*** Opening Supplied material ***
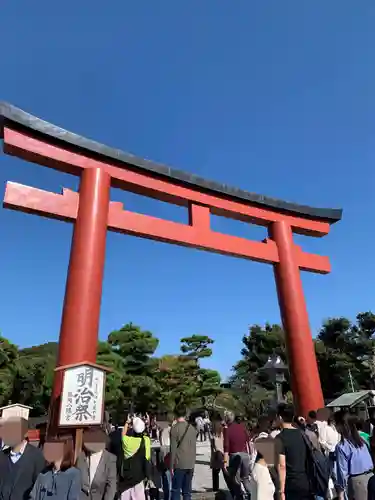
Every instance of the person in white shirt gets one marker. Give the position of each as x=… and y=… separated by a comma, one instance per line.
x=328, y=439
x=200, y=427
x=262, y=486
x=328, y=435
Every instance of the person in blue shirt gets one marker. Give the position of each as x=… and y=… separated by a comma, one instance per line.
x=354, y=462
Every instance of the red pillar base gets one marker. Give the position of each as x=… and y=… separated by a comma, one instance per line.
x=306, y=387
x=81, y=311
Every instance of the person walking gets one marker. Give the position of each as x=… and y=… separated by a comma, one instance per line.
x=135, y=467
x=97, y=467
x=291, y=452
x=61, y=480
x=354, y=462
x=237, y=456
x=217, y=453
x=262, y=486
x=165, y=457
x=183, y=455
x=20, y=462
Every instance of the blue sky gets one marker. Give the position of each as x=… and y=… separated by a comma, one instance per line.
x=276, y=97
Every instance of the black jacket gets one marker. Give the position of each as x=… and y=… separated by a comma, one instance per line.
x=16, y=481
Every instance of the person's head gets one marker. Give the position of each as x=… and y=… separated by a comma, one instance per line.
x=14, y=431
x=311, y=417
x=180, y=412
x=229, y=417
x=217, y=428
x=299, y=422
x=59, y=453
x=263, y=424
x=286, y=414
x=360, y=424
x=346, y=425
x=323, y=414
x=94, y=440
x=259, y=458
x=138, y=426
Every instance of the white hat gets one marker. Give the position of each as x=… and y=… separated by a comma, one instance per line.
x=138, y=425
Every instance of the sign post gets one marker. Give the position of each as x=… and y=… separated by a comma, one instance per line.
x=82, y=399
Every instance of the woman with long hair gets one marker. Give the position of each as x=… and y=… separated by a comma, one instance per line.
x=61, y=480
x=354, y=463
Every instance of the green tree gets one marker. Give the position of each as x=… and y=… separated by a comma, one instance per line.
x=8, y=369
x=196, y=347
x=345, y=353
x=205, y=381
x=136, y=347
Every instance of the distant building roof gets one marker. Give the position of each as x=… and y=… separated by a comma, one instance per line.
*** Closing Supplied material ***
*** Opening Supplied material ***
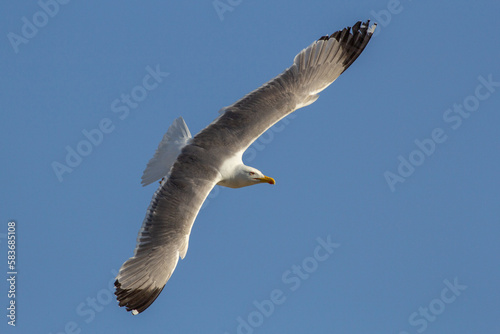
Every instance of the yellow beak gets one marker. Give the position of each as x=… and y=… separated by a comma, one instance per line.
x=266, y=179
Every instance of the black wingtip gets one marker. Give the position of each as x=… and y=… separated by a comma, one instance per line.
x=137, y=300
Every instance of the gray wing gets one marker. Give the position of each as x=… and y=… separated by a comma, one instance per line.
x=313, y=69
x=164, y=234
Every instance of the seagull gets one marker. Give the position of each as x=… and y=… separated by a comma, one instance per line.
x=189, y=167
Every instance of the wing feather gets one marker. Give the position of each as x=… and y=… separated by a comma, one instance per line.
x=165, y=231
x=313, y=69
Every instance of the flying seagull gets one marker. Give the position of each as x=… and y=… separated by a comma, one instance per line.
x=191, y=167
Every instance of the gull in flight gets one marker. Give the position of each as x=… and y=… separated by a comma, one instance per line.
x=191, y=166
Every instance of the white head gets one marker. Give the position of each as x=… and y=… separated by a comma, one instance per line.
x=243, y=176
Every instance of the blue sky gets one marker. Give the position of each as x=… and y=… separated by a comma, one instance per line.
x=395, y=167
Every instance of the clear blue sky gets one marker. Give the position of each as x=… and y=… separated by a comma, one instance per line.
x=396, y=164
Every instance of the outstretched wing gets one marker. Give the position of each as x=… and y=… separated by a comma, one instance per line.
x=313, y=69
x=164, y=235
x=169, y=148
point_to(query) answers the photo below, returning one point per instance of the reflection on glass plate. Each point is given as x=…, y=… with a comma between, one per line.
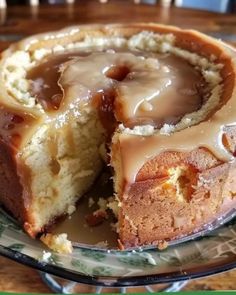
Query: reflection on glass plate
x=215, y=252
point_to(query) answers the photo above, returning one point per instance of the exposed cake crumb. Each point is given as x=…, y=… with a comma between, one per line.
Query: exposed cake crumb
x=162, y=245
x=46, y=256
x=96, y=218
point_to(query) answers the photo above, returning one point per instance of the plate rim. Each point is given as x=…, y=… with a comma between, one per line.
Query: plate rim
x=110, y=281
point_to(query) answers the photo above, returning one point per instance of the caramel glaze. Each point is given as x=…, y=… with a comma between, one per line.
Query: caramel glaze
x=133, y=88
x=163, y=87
*** Closing Supplied material ***
*** Opening Supplied material ***
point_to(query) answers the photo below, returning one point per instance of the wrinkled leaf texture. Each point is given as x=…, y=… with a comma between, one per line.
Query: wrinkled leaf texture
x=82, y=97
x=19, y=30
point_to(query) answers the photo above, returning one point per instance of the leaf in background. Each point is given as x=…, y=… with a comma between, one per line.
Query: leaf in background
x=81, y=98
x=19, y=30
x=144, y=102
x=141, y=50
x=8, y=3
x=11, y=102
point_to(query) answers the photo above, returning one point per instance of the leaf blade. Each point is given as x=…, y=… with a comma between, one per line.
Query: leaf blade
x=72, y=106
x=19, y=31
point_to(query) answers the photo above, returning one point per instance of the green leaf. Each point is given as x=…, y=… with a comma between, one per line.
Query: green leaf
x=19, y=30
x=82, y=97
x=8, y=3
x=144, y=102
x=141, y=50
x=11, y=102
*** Closing Supplied material ***
> [Instructions to follow]: Which lines above hold the string "below"? Please copy all of them.

> [Solution to the exercise]:
point_to(query) answers the photo below, returning one point per instance of the reflection on glass plate. Each point is given as x=…, y=… with a comma between, one per line.
point_to(query) answers the photo below, returning one point per instance of the wrinkled leaf texture. Each point is given as x=…, y=… with a comma between, one per line.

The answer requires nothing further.